▶ _TEXTE À LIRE_
Un nominatif, certes, mais... secondaire. C'est du moins ainsi que le qualifie Kroonen, sans beaucoup de tact, il faut bien l'admettre.
Secondaire, car *ǵʰi-ōm, forme de degré zéro, dérive d'un autre nominatif, de degré plein et de timbre e : *ǵʰéi-ōm, qui, au génitif, donnait *ǵʰi-m-ós.
Vous remarquerez donc avec moi que c'est un degré zéro que le beau nominatif de degré plein *ǵʰéi-ōm donnait au génitif : *ǵʰi-m-ós. (Vous voyez la voyelle-pivot e dans le radical de *ǵʰi-m-ós, vous ? Eh ben voilà.)
Si je vous dis tout ça, c'est parce que Kroonen explique la formation de ce nominatif secondaire *ǵʰi-ōm par la généralisation du radical de degré zéro
*ǵʰi-m-, qui n'apparaissait primairement qu'au génitif.
Euh, je résume tout ça, et étoffe par là-même le schéma de la semaine dernière :
mot indo-européen
*ǵʰ(e)i-m-, “hiver”
⇓
nominatif (degré plein) *ǵʰéi-ōm / génitif (degré zéro) *ǵʰi-m-ós
⇓
généralisation du radical de degré zéro *ǵʰi-m-
⇓
nominatif secondaire de degré zéro *ǵʰi-ōm
, “hiver”
-*-*-*-*-*-*-*-*-*-*-*-*-*-*-*-*-*-*-*-*-*-*-
- Mais ?? Mais vous êtes fou, Blondieau !? Et en quoi diable cela peut-il nous intéresser ?
- Monsieur Ucon !? Bien le bonjour. Je peux difficilement juger de ma propre folie, même si je ne vous donne pas totalement tort. Mais j'explique ci-après en quoi cela peut vous intéresser...
Mais avant tout, savez-vous qui étaient les Francs Saliens ?
Oui, bien avant l'Euro, il y avait les Francs.
À l'origine, ces
Francs Saliens vivaient du côté de l'embouchure du Rhin.Ils devaient être presque tous chauves, pour que l'on doive désigner par Clodion le Chevelu leur chef de l'époque, qui, vers le milieu du Vème siècle, les conduisit victorieusement en territoire romain pour s’emparer du Cambrésis et de l’Artois méridional.
(leur déplacement depuis l'embouchure du Rhin jusqu'en Gaule belgique fut grandement facilité par la présence d'une immense flèche jaune) (source) |
C'est là
- dans le Cambrésis et l’Artois méridional, on suit -,
que Clodion le Chevelu, probablement entre deux baumes démêlants, brushings ou autres décolorations, fonde un petit royaume franc tout mimi, dont héritera... Clovis, ZE Clovis, et qui sera, comme vous le savez, l’embryon du futur Royaume de France.
(Pour l'étymologie de Clovis, c'est ici que ça se passe : - Ludwiiiiiig !, pour la nième fois ! - Aber... Was ?)
(j'adore ces planches, qui me rappellent l'école primaire) |
Vous connaissez la suite.
Comme diraient très élégamment les Anglais, the rest is history.
- Euh, mais pourquoi les traiter de Saliens, ces Francs ?

▶ _INFORMATIONS EXTRAITES_

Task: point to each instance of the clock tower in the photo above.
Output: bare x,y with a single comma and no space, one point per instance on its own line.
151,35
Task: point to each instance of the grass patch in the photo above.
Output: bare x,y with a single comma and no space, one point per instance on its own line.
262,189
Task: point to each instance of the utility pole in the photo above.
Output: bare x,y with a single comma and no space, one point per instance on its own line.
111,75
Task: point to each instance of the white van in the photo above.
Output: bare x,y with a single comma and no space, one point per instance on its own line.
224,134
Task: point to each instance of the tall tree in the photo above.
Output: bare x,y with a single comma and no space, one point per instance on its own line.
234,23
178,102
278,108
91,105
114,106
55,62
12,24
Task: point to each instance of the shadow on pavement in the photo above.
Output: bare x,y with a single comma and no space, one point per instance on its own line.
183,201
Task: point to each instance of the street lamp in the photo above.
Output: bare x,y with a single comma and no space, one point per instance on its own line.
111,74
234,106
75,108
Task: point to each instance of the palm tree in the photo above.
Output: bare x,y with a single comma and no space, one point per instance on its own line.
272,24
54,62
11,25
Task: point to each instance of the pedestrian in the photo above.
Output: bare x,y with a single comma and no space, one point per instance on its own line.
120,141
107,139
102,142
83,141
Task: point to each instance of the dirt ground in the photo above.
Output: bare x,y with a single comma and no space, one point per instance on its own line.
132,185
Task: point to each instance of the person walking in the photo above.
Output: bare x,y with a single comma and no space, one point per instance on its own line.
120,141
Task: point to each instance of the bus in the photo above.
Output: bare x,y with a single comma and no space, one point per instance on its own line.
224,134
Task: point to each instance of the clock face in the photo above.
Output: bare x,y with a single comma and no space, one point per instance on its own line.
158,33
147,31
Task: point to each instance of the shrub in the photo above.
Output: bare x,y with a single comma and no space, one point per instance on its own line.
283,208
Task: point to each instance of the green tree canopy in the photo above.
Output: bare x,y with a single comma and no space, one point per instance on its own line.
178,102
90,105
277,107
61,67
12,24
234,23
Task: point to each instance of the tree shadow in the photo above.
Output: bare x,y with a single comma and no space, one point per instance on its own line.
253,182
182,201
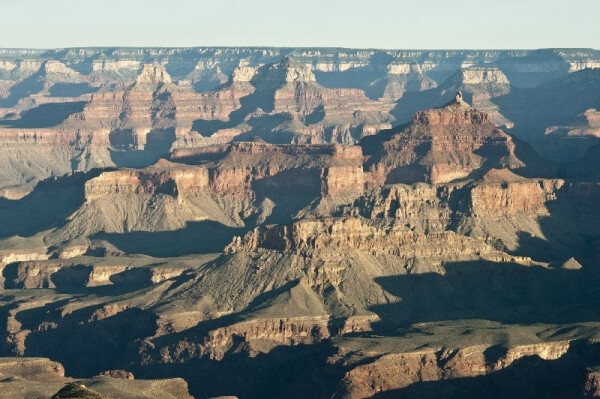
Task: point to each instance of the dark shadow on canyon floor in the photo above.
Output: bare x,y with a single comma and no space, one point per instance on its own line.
506,292
528,377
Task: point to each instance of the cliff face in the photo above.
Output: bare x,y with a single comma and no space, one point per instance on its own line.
236,243
78,109
440,145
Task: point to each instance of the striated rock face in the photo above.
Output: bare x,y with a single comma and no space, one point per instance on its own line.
591,389
375,236
441,145
153,75
395,371
501,193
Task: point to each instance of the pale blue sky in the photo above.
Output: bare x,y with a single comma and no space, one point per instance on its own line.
324,23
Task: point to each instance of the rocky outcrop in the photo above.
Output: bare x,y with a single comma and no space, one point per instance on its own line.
441,145
396,371
379,236
501,192
39,377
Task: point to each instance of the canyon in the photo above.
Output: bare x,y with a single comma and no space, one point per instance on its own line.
327,223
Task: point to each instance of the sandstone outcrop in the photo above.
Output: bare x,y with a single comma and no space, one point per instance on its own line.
439,146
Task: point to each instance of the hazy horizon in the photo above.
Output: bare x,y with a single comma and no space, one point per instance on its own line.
378,24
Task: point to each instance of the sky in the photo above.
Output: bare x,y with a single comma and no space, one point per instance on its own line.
389,24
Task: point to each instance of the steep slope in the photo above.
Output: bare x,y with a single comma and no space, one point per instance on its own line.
440,145
478,85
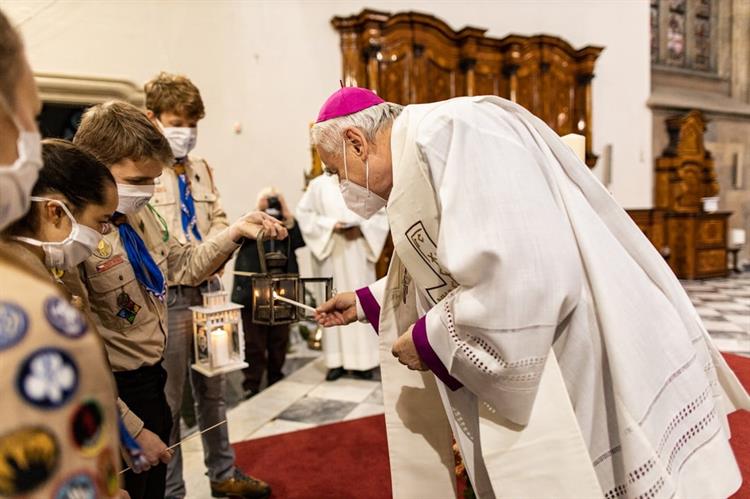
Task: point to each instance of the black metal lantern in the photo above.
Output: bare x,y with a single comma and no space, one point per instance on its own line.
273,283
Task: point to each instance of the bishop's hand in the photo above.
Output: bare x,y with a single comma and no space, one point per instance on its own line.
338,311
252,224
406,352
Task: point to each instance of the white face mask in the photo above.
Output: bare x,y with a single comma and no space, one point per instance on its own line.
17,180
361,200
182,140
74,249
133,197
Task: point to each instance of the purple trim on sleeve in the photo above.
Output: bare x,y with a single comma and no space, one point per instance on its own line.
429,357
370,307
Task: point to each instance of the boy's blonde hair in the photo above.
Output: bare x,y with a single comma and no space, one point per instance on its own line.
116,130
173,93
11,62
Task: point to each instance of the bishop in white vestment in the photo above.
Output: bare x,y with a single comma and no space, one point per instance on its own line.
567,358
346,247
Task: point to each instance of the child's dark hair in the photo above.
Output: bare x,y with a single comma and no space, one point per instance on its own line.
70,171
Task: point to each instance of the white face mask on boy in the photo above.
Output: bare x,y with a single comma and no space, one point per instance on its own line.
133,197
74,249
17,180
181,139
361,200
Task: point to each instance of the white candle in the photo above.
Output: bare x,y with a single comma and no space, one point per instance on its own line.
737,237
219,348
577,143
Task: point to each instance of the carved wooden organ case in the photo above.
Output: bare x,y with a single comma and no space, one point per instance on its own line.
412,58
693,241
684,174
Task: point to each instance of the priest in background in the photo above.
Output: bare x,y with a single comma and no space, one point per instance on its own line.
537,322
346,247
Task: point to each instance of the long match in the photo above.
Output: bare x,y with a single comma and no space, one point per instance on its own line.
292,302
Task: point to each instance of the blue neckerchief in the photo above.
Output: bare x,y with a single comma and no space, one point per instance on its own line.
187,209
146,271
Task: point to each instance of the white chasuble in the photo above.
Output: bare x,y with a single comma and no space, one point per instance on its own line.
350,263
568,358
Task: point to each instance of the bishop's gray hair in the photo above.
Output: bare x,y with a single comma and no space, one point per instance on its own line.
328,134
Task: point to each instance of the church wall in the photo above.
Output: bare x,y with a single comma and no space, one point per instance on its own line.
267,66
726,136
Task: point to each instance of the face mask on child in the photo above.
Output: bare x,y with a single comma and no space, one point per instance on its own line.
74,249
133,197
181,139
17,180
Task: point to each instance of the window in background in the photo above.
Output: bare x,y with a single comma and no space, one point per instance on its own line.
683,34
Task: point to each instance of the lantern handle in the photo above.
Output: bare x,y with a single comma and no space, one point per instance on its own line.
259,240
261,251
213,278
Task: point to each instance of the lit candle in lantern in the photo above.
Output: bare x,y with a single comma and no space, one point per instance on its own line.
219,347
737,237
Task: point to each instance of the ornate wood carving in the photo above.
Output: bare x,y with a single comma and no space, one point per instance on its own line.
684,174
414,58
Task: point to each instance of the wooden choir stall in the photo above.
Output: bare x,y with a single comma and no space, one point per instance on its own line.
693,240
413,58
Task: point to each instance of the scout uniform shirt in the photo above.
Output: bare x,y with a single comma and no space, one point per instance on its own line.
210,217
132,321
59,436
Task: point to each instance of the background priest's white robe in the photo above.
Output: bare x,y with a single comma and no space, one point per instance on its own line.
511,257
350,263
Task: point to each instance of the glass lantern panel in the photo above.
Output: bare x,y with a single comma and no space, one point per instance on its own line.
286,288
201,344
261,304
315,290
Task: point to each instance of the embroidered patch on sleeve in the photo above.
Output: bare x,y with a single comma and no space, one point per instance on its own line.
48,378
13,324
64,317
29,457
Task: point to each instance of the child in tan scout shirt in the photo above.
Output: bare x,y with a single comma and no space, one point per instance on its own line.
187,198
125,281
58,434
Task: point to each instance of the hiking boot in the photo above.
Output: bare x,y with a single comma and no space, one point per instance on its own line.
240,485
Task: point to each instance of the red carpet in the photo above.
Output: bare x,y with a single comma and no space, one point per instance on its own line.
350,460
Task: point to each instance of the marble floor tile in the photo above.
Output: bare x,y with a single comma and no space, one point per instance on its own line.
731,345
722,327
742,320
731,307
365,410
707,312
349,390
376,397
279,426
317,410
711,296
248,417
312,374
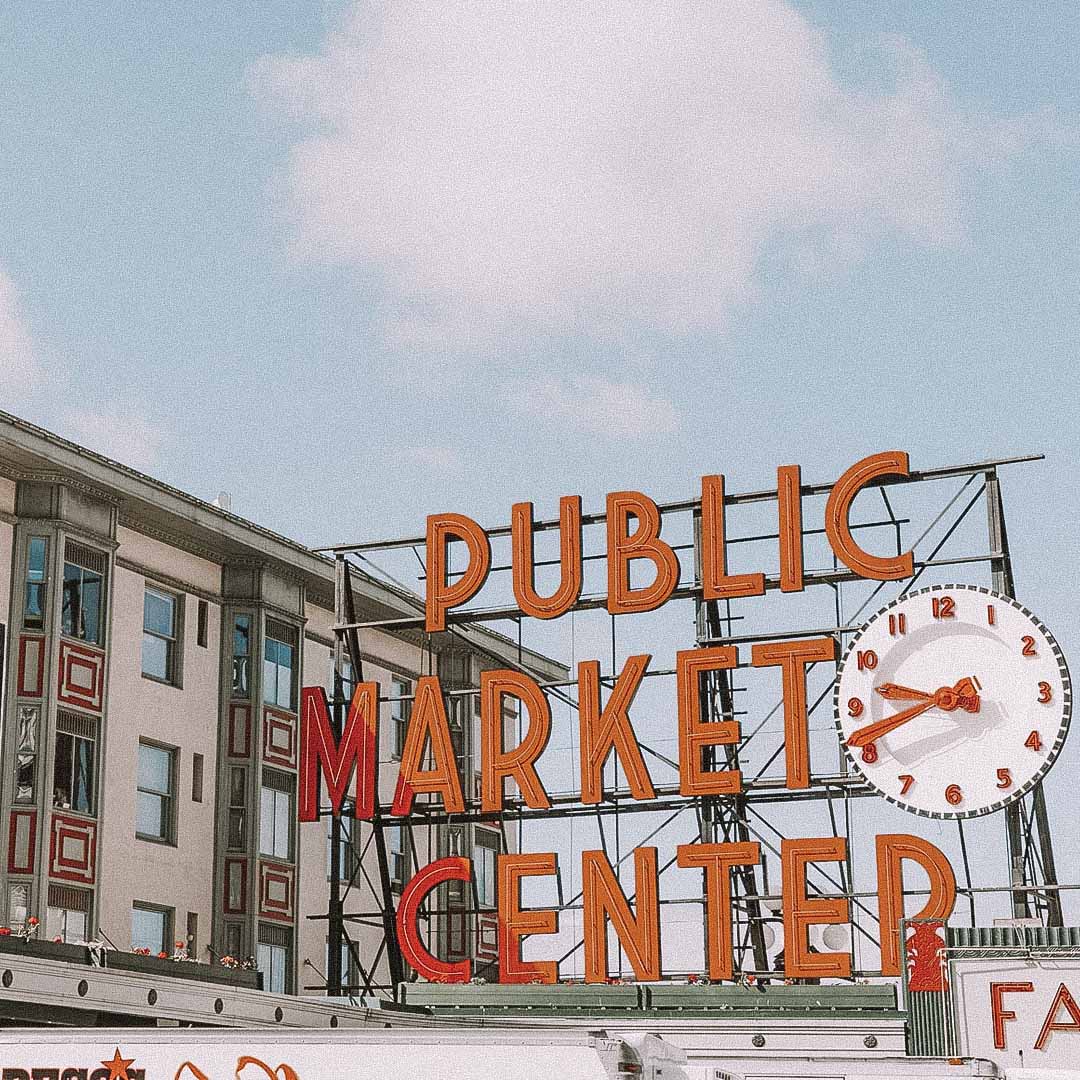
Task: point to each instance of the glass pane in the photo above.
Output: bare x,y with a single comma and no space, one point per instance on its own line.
270,682
154,769
62,771
159,613
283,813
36,558
242,636
75,930
92,606
82,795
148,930
154,657
266,821
72,601
150,815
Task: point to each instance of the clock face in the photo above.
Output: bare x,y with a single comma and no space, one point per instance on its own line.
953,701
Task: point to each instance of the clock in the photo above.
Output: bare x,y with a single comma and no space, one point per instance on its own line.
953,701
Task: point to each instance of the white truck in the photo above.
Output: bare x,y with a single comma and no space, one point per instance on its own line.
297,1054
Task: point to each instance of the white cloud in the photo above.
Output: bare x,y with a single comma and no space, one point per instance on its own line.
601,166
19,370
126,437
596,405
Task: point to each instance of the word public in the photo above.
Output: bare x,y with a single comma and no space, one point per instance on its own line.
429,767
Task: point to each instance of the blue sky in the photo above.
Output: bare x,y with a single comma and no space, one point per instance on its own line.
358,262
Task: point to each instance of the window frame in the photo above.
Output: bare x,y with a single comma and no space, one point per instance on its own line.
174,645
170,797
91,810
67,605
169,914
284,793
401,713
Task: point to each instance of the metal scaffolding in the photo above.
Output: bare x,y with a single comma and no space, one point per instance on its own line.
947,497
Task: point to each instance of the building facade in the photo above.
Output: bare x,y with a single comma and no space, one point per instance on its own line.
154,647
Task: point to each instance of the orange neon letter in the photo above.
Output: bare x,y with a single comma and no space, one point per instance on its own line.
441,595
694,733
792,658
838,509
645,543
429,967
892,849
800,912
609,729
428,723
520,763
790,513
319,747
1063,997
514,923
604,900
715,582
569,559
998,990
717,860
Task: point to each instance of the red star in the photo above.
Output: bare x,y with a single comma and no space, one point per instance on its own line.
118,1067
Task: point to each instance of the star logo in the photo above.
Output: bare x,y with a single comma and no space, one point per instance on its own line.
118,1067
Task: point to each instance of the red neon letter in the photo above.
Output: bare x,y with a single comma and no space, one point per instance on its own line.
318,748
892,849
431,968
604,900
800,912
645,543
520,763
441,596
792,658
790,512
998,990
427,724
514,923
609,729
838,509
715,582
569,554
1050,1024
717,860
696,733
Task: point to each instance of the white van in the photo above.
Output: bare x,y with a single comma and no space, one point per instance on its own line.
297,1054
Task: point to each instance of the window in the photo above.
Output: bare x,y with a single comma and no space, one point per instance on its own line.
275,814
347,855
237,837
73,771
279,664
67,915
272,958
152,928
396,855
83,593
485,863
161,636
156,810
400,713
242,656
37,572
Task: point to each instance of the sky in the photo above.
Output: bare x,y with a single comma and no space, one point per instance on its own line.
355,262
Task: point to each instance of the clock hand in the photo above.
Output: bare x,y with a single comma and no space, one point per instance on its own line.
893,692
947,699
874,731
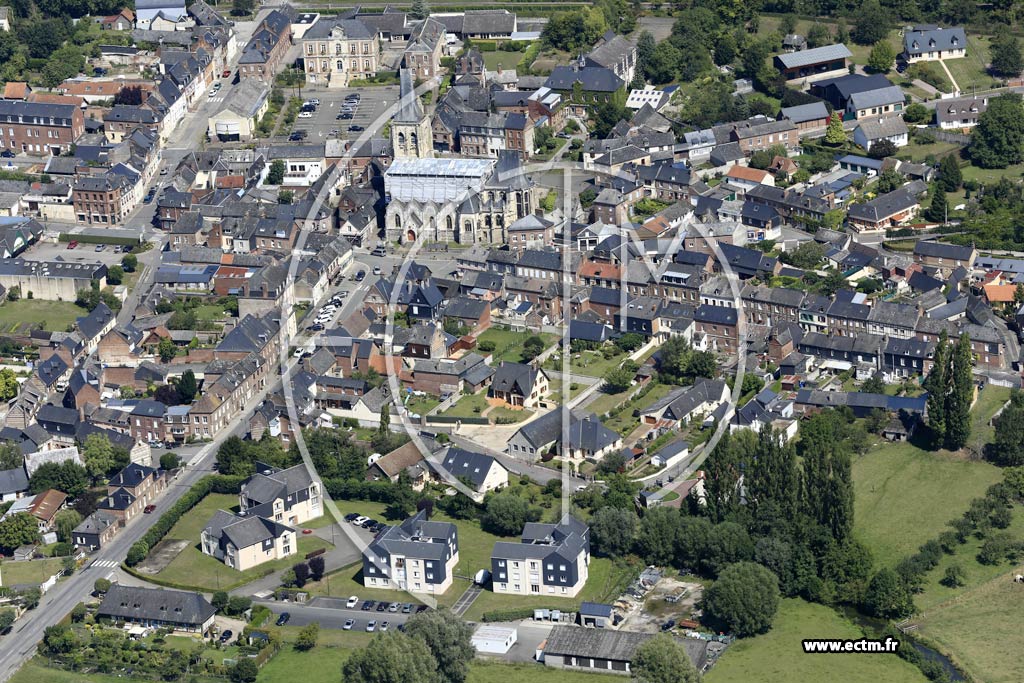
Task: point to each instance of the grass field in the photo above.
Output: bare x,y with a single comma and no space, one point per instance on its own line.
981,630
194,568
778,657
54,315
33,571
897,482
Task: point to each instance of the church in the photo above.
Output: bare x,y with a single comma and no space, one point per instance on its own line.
470,201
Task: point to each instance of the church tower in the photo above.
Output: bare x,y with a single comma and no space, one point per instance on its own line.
411,134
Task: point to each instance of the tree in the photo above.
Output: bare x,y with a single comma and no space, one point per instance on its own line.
506,514
954,577
115,274
306,640
645,50
882,57
316,567
939,208
391,657
662,659
882,148
301,570
8,384
870,24
244,671
743,600
835,134
17,529
655,542
1007,449
997,140
7,616
617,380
219,600
448,638
420,9
276,173
613,530
187,386
887,596
950,177
961,395
531,347
69,477
818,35
167,349
1005,53
98,455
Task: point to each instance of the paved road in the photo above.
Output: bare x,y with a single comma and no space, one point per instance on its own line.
332,613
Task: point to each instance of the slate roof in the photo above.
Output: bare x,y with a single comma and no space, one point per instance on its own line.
473,466
814,55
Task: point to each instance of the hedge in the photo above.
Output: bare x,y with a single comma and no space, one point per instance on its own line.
214,483
512,614
97,240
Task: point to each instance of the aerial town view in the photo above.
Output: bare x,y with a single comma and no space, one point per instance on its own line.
512,341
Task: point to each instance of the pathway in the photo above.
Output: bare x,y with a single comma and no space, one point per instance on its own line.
466,600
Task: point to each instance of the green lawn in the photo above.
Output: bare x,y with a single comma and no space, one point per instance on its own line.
777,656
53,315
33,571
508,343
971,72
981,630
897,482
201,571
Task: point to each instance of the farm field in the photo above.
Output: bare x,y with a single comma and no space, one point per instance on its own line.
778,657
894,482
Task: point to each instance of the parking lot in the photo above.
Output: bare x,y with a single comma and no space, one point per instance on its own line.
84,253
371,110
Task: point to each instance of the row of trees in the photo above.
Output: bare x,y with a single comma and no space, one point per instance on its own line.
950,392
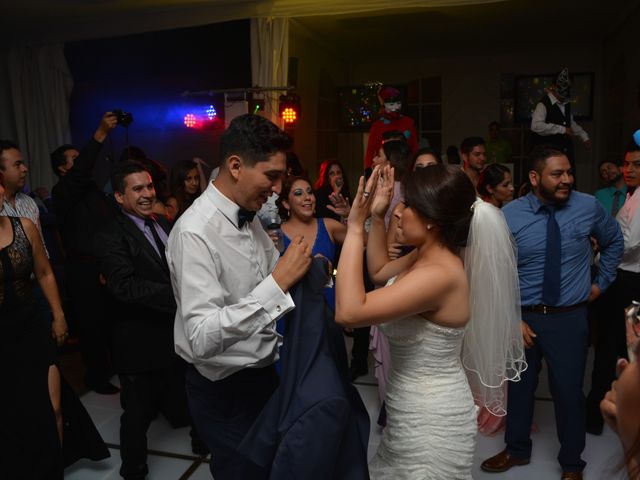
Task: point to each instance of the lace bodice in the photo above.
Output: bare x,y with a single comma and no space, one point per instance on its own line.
423,347
16,267
431,417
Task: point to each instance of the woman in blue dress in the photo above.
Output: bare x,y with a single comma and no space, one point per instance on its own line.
297,204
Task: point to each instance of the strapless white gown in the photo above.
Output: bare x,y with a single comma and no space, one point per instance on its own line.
431,416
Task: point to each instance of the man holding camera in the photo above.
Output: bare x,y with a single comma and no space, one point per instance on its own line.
82,208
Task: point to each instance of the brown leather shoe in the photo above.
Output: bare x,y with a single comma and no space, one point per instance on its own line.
502,462
571,476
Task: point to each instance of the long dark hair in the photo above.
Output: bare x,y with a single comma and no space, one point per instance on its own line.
492,176
324,183
284,194
443,194
178,175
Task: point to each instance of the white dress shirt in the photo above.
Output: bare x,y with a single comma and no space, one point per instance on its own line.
227,300
541,127
629,219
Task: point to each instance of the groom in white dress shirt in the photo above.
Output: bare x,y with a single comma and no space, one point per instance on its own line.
230,287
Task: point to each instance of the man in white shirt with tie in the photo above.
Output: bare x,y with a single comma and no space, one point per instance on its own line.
611,341
230,287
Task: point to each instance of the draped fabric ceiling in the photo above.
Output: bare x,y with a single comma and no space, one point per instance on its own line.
41,84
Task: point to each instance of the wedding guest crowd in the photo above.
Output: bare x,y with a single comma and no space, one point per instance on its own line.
179,289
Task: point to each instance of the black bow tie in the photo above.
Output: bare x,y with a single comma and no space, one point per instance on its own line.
245,216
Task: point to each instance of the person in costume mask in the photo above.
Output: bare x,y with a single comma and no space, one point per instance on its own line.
552,122
390,119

▶ _OBJECTIFS_
**1)** Dans le texte sur les Francs Saliens, près de quel fleuve ce peuple vivait-il au départ ?
**2)** Renvoyez sans rien changer tout le passage du texte sur les Francs Saliens, de « (leur déplacement depuis » jusqu'à « connaissez la suite. ».
**3)** Poursuivez le texte sur les Francs Saliens à partir de sa dernière phrase.

▶ _RÉPONSES PAR TÂCHE_
**1)** Près de l'embouchure du Rhin.

**2)**
(leur déplacement depuis l'embouchure du Rhin jusqu'en Gaule belgique fut grandement facilité par la présence d'une immense flèche jaune) (source) |
C'est là
- dans le Cambrésis et l’Artois méridional, on suit -,
que Clodion le Chevelu, probablement entre deux baumes démêlants, brushings ou autres décolorations, fonde un petit royaume franc tout mimi, dont héritera... Clovis, ZE Clovis, et qui sera, comme vous le savez, l’embryon du futur Royaume de France.
(Pour l'étymologie de Clovis, c'est ici que ça se passe : - Ludwiiiiiig !, pour la nième fois ! - Aber... Was ?)
(j'adore ces planches, qui me rappellent l'école primaire) |
Vous connaissez la suite.

**3)**
- Excellente question. Plusieurs hypothèses sont en lice, mais je pencherais, avec Alain Rey, pour celle qui veut que leur dénomination corresponde tout simplement à l'endroit où ils étaient établis originellement, sur les rives d'un affluent du Rhin, la rivière Sala (aujourd'hui, Yssel, ou IJssel, aux Pays-Bas).
Remarquez que pour les mêmes raisons, on eût pu les traiter de Francs Mal Embouchés ; ils ont donc gagné au change.
Notons encore que l'adjectif salique, emprunt savant
- de 1380, quand même -
au latin médiéval salicus, dérive du bas latin Salii, désignant les, les, les... OUI ! les Francs Saliens.
C'est dans l'expression loi salique, ce recueil de lois des anciens Francs Saliens, que l'adjectif apparaît pour la première fois
(il fallait cent anciens Francs Saliens pour faire un nouveau Franc Salien).
Une disposition, perdue parmi les soixante-cinq titres de ce code législatif, excluait les femmes de la succession à la terre (en revanche, elles obtenaient les biens meubles).
Rien à voir, donc, avec une quelconque succession du royaume ; il ne s'agissait que des biens du clan familial).
Et ces braves Francs Saliens parlaient le, le... francique.
Ou plus exactement, le vieux francique.
Ou encore mieux, pour le rattacher aux dialectes bas allemands dont il fait partie : le vieux bas francique.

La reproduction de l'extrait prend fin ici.